[WORK TO BE COMPLETED]: Give back every line of the material below that has the string "green".

[RECORD EXTRACTS]:

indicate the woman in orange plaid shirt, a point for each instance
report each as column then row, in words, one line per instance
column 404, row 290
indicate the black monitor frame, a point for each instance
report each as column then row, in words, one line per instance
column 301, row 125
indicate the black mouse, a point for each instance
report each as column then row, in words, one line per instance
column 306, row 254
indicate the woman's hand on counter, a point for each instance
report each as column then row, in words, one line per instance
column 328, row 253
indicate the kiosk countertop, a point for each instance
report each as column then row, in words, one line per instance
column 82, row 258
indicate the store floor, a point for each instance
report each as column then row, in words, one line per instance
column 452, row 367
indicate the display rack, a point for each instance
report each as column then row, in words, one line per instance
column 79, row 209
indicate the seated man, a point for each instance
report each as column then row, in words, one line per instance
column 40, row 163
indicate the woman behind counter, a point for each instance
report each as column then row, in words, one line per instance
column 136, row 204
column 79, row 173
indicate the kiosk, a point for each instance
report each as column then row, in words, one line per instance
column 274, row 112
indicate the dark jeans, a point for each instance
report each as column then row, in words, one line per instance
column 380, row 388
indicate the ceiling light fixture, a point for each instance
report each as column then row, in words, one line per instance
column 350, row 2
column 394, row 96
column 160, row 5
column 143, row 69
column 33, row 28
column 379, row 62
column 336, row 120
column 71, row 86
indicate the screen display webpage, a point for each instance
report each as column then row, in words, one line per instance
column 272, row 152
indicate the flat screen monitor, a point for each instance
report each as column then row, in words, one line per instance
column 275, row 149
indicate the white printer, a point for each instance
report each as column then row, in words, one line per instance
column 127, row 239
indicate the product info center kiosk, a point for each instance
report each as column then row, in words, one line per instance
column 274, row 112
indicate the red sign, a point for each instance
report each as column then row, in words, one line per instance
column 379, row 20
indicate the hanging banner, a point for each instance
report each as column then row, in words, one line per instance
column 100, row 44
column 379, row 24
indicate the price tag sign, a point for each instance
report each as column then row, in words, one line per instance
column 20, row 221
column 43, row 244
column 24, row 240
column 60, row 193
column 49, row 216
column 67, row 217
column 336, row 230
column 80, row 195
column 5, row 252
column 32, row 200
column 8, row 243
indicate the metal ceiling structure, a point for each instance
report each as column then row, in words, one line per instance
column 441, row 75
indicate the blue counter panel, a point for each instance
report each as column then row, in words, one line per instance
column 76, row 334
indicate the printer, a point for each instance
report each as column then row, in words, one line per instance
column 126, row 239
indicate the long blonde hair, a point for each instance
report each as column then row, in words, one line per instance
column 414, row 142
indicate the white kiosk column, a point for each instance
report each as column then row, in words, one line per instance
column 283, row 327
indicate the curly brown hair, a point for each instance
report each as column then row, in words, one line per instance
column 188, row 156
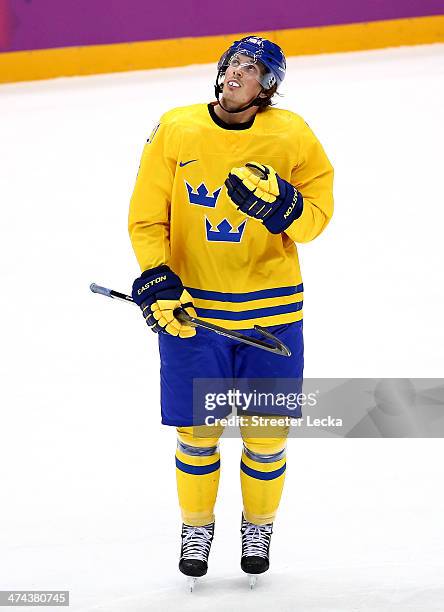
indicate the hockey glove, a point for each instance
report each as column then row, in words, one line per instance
column 159, row 292
column 260, row 193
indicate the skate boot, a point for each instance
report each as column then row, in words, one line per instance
column 255, row 549
column 196, row 544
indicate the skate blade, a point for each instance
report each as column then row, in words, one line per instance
column 252, row 579
column 191, row 581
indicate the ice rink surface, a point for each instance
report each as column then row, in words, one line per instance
column 88, row 500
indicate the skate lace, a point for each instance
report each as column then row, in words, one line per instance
column 256, row 539
column 196, row 542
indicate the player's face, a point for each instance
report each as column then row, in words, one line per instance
column 241, row 83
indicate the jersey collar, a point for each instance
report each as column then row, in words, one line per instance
column 229, row 126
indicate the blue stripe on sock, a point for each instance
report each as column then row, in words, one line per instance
column 263, row 475
column 198, row 470
column 245, row 297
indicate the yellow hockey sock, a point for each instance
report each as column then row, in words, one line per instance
column 197, row 475
column 262, row 475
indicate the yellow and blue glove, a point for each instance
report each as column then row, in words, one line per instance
column 259, row 192
column 159, row 292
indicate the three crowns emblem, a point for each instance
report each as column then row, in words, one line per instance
column 224, row 231
column 201, row 197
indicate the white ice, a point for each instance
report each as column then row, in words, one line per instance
column 88, row 500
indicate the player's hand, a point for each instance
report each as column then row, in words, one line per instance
column 159, row 292
column 260, row 193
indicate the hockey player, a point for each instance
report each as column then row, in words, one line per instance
column 223, row 193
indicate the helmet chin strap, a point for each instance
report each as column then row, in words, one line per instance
column 255, row 102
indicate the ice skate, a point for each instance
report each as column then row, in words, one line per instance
column 255, row 549
column 196, row 544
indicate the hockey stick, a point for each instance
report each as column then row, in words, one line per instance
column 276, row 346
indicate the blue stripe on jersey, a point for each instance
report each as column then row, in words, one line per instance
column 198, row 470
column 245, row 297
column 263, row 475
column 209, row 313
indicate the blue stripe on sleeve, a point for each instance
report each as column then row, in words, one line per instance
column 255, row 313
column 245, row 297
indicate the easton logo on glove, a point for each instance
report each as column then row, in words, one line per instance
column 259, row 192
column 159, row 279
column 159, row 292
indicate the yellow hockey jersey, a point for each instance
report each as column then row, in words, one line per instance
column 238, row 273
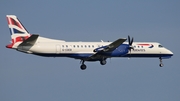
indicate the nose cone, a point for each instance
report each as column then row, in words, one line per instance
column 168, row 53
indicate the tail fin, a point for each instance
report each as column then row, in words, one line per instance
column 17, row 30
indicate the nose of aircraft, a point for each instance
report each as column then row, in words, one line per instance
column 169, row 52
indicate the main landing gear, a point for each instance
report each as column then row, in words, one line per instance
column 161, row 64
column 83, row 66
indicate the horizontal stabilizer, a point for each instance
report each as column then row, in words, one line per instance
column 30, row 41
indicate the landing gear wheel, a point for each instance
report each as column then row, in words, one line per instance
column 161, row 65
column 103, row 62
column 83, row 67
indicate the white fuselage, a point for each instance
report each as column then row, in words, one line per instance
column 60, row 48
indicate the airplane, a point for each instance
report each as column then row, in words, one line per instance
column 25, row 42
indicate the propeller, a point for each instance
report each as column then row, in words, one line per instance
column 130, row 41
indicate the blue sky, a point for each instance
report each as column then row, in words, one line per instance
column 25, row 77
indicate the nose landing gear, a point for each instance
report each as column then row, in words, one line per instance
column 103, row 62
column 83, row 66
column 161, row 64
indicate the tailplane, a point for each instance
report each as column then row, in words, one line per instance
column 17, row 30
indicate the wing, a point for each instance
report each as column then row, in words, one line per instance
column 30, row 41
column 109, row 48
column 114, row 45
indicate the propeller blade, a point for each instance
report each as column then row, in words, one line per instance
column 129, row 39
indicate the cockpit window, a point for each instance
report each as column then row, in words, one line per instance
column 160, row 46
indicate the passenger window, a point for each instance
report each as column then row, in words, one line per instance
column 160, row 46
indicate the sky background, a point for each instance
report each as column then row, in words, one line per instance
column 25, row 77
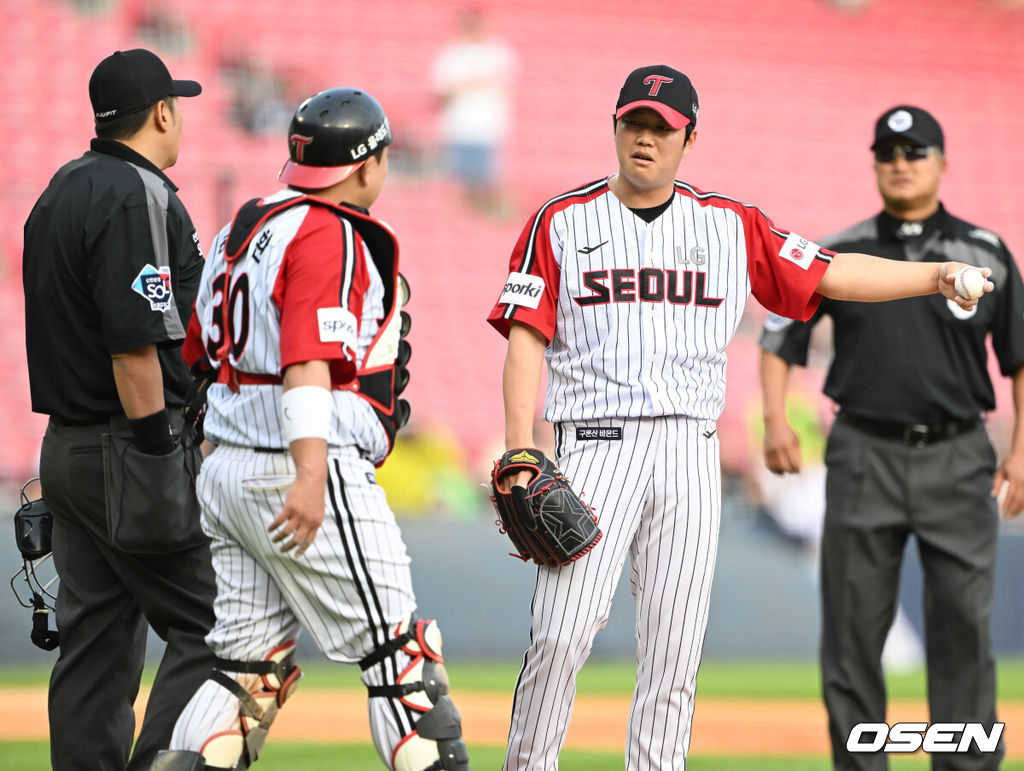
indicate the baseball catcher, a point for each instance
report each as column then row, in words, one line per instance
column 546, row 520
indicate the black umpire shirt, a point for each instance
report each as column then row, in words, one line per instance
column 922, row 359
column 112, row 263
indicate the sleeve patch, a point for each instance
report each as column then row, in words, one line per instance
column 155, row 285
column 523, row 289
column 799, row 251
column 337, row 326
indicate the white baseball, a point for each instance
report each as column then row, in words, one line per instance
column 970, row 283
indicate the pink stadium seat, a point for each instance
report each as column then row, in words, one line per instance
column 788, row 90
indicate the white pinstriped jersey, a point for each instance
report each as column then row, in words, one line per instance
column 638, row 314
column 305, row 289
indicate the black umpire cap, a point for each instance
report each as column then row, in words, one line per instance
column 129, row 81
column 913, row 124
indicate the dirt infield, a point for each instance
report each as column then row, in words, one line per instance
column 720, row 727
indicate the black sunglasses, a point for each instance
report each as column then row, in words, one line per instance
column 889, row 153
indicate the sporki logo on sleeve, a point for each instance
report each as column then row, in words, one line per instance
column 337, row 326
column 522, row 289
column 155, row 285
column 798, row 250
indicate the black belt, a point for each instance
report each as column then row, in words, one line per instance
column 916, row 435
column 117, row 422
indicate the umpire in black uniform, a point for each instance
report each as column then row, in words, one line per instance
column 908, row 452
column 111, row 269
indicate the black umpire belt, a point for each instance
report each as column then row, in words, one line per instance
column 916, row 435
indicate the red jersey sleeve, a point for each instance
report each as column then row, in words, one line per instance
column 784, row 268
column 530, row 292
column 320, row 292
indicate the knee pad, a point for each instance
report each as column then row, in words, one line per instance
column 435, row 742
column 261, row 687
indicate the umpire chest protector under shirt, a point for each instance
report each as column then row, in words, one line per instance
column 112, row 263
column 921, row 359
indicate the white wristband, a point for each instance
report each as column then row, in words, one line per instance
column 305, row 413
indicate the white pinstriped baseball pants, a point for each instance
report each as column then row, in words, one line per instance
column 657, row 496
column 351, row 586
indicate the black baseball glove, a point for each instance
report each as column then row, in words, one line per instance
column 547, row 521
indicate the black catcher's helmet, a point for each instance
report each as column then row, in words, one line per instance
column 331, row 134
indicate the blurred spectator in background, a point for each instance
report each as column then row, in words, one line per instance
column 472, row 78
column 261, row 103
column 426, row 474
column 908, row 453
column 164, row 28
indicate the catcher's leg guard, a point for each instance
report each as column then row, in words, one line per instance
column 435, row 741
column 260, row 687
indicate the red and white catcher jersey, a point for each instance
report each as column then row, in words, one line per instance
column 638, row 314
column 305, row 289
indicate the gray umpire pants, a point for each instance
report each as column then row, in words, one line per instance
column 108, row 594
column 879, row 491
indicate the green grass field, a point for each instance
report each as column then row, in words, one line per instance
column 797, row 680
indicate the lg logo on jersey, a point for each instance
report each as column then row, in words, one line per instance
column 522, row 289
column 697, row 256
column 649, row 285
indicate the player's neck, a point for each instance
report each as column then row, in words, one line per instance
column 912, row 211
column 634, row 198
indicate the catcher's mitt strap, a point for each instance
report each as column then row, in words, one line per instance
column 520, row 459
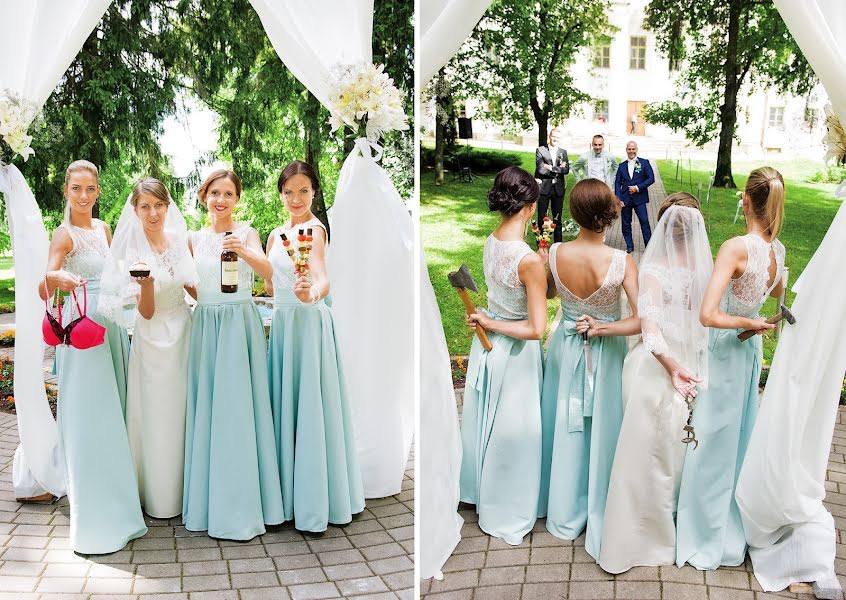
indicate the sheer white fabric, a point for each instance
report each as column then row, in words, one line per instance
column 444, row 25
column 43, row 37
column 370, row 261
column 506, row 293
column 674, row 273
column 118, row 291
column 782, row 482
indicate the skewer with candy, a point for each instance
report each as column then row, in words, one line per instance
column 543, row 234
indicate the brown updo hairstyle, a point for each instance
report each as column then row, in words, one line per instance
column 592, row 205
column 214, row 176
column 765, row 190
column 513, row 189
column 678, row 199
column 151, row 186
column 298, row 167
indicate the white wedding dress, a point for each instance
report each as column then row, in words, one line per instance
column 156, row 393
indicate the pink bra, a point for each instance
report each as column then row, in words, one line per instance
column 81, row 333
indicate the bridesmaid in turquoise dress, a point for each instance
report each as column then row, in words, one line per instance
column 582, row 405
column 231, row 486
column 105, row 512
column 747, row 270
column 500, row 427
column 315, row 442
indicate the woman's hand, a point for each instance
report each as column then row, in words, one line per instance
column 478, row 318
column 65, row 281
column 232, row 243
column 684, row 382
column 587, row 324
column 302, row 289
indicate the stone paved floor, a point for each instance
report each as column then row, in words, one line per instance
column 371, row 558
column 544, row 567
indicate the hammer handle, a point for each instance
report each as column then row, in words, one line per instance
column 750, row 332
column 480, row 331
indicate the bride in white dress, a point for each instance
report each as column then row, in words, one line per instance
column 658, row 373
column 152, row 231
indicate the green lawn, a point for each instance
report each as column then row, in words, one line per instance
column 455, row 222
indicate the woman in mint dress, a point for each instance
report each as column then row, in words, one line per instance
column 582, row 405
column 500, row 428
column 105, row 512
column 231, row 484
column 315, row 442
column 747, row 270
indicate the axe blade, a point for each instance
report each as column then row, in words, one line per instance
column 462, row 278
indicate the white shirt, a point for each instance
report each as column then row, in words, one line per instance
column 596, row 167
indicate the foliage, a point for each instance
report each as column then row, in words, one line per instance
column 829, row 174
column 479, row 159
column 518, row 57
column 725, row 47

[PROBLEM SOLUTION]:
indicate the green grass field, a point for each instance
indicate the green lawn, a point for each instance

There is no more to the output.